### What you will do
Send back all of the records, each one exactly as written.
Start of Data extract
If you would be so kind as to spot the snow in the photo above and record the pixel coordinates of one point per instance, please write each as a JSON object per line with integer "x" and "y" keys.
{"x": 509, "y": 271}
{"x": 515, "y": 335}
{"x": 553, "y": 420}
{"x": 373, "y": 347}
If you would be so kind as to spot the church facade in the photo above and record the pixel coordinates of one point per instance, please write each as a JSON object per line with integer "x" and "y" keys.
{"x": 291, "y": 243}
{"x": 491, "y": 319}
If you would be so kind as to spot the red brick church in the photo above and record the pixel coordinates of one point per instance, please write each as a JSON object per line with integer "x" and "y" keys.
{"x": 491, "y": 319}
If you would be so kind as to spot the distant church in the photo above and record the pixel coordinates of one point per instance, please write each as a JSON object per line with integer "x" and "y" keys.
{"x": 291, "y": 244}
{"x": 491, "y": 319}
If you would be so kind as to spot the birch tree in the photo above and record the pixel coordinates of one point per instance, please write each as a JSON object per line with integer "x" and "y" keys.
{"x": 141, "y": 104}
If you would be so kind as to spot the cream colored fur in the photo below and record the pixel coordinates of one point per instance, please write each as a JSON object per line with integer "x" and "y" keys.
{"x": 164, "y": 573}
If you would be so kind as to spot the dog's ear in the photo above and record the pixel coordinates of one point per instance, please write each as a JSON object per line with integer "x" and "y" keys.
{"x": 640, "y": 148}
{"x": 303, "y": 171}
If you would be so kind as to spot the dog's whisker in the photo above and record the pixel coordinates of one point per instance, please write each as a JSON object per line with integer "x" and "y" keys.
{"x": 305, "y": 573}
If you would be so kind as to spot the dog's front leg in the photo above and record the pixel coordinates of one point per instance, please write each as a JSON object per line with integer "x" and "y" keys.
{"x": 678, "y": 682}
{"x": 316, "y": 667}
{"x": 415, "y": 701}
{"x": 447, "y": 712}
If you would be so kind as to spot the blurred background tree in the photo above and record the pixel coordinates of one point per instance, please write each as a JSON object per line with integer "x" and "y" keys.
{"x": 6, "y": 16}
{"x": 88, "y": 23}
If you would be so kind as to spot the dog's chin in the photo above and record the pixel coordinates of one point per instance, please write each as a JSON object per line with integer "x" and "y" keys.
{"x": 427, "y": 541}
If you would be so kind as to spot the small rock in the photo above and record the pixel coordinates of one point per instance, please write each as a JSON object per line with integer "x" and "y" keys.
End of Data extract
### Output for this task
If you would be so kind as to spot the snow in the photo above and record the pixel coordinates of one point per instance, please write each as a JSON object per line with integer "x" and "y" keys.
{"x": 509, "y": 271}
{"x": 515, "y": 335}
{"x": 553, "y": 420}
{"x": 373, "y": 347}
If you would be so kind as to spot the church facade in the photo above and record the pixel coordinates of one point per instance, please write each as a JSON object per line with integer "x" and "y" keys.
{"x": 291, "y": 243}
{"x": 491, "y": 319}
If you would be so kind as to spot the red brick church in the photo above and record the pixel coordinates of one point per instance, please write each as a JSON object per line with integer "x" and "y" keys.
{"x": 491, "y": 319}
If you would be so kind as to spot the distant church in the photo above and record the pixel coordinates of one point per instance, please write each as a JSON object per line with integer "x" and "y" keys.
{"x": 291, "y": 244}
{"x": 491, "y": 319}
If you would be so kind as to spot the birch tree in the photo above and record the pixel coordinates of one point per instance, please write each as a JSON object per line with integer "x" and "y" keys.
{"x": 141, "y": 104}
If you would be so kind as to spot the cream colored fur in the photo below and record the pixel coordinates of one point per instance, please write each as a JSON object per line with integer "x" and "y" keys.
{"x": 164, "y": 573}
If you would be so kind as to spot the dog's ear in the photo above and record the pixel coordinates of one point per instance, please write each as a JSON object per line with integer "x" and "y" keys.
{"x": 640, "y": 148}
{"x": 303, "y": 171}
If you would be so kind as to spot the dog's whisker in the photo above and record the pixel coordinates of one point per instance, please write each as a JSON object per line with integer "x" and "y" keys.
{"x": 305, "y": 573}
If you would be so kind as to spot the dog's front leg in the photo above and record the pixel coordinates of one point per instance, please write each as a JSON object per line with integer "x" and "y" keys.
{"x": 678, "y": 682}
{"x": 316, "y": 667}
{"x": 415, "y": 701}
{"x": 447, "y": 712}
If you would be so kind as to spot the blurred background tree in the photo above and record the pixel coordinates of one point per instance, please write each as a JSON object per line with integer "x" and "y" keys.
{"x": 6, "y": 16}
{"x": 88, "y": 23}
If you would be so kind as to spot the dog's chin in the photo above and record the pixel coordinates of one point per instance, please write each as a JSON object per line with integer "x" and "y" keys.
{"x": 427, "y": 541}
If you would be so kind as to spot the small rock in the photo above and record the pixel coordinates of one point per instance, please write each as a JSON object per line with integer "x" and "y" keys.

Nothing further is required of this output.